REQUIREMENT A:
Answer the following questions using the bank results extract:
(i) What share did domestic CASA reach?
(ii) To what level did the reported GNPA ratio improve?
(iii) How much does management expect to recover from NCLT/SARFAESI?
REQUIREMENT B: Reproduce the portion of the bank results extract that opens with the words containing "Overall credit growth" and closes with "Retail/MSME, if any.".

DOCUMENT EXTRACT:
──────────

Tepid growth as corporate growth remains sluggish; retail trending well:

Overall credit growth remained subdued at 2% yoy, dragged down by international/corporate portfolios. However, domestic organic retail/agriculture grew 14%/13% yoy respectively. Deposit growth too remained muted at 2.2%, in line with management’s strategy to manage LDR, while domestic CASA remained healthy at 43%, up 380bps yoy. Global NIM was down 5bps qoq, impacted by interest reversal on NPAs and interest waiver, partly offset by lower CoF (CoD down 14bps qoq) and overseas margin expansion. Going forward, the bank plans to focus on loan growth on the back of recovery in corporate capex, which should neutralize negative impact of the second Covid-19 wave on Retail/MSME, if any.

 

Asset quality under control; better recoveries in sight:

Reported GNPA ratio improved 76bps qoq to 8.9% vs. pro forma GNPA of 9.6% in Q3. Reported gross slippages were lower than expected for Q4 at Rs122bn, which adjusted for pro forma slippages in Q3 stood at Rs37bn. Overall restructuring book of 1.6% includes Covid restructuring of ~Rs94bn (1.3% of loans, Rs77bn corporate), of which Rs23bn (0.3% of loans) has been implemented. Overall SMA 1& 2 pool (>Rs50mn) stood at 3.9%, down from 4.4% in Q3, indicating easing of stress levels. In context of the above, management guides for lower slippages and lower credit cost for FY22 along with better recoveries (~Rs65bn) from NCLT/SARFAESI.

──────────

RECORDED INFORMATION:
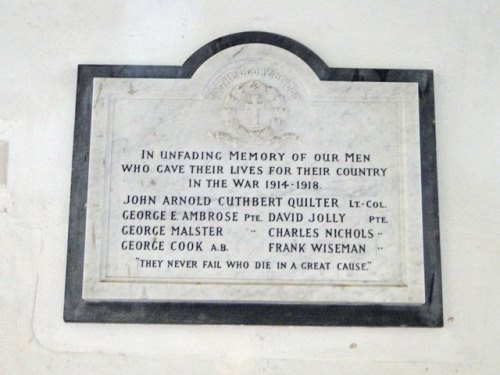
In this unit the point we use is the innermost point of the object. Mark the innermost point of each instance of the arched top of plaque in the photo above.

──────────

WRITTEN RESPONSE A:
(i) 43%, up 380bps yoy.
(ii) 8.9%, an improvement of 76bps qoq.
(iii) About Rs65bn.

WRITTEN RESPONSE B:
Overall credit growth remained subdued at 2% yoy, dragged down by international/corporate portfolios. However, domestic organic retail/agriculture grew 14%/13% yoy respectively. Deposit growth too remained muted at 2.2%, in line with management’s strategy to manage LDR, while domestic CASA remained healthy at 43%, up 380bps yoy. Global NIM was down 5bps qoq, impacted by interest reversal on NPAs and interest waiver, partly offset by lower CoF (CoD down 14bps qoq) and overseas margin expansion. Going forward, the bank plans to focus on loan growth on the back of recovery in corporate capex, which should neutralize negative impact of the second Covid-19 wave on Retail/MSME, if any.